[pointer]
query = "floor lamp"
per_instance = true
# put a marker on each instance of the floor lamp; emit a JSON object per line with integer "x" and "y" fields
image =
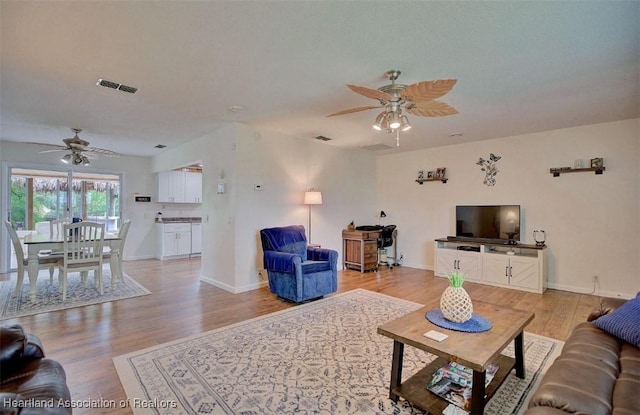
{"x": 312, "y": 197}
===============
Set problem: Can you copy every line of the records above word for word, leaving out the pictures?

Worked answer:
[pointer]
query = "floor lamp"
per_instance = true
# put a marker on each instance of the floor lamp; emit a JSON object per line with integer "x" and "y" fields
image =
{"x": 312, "y": 197}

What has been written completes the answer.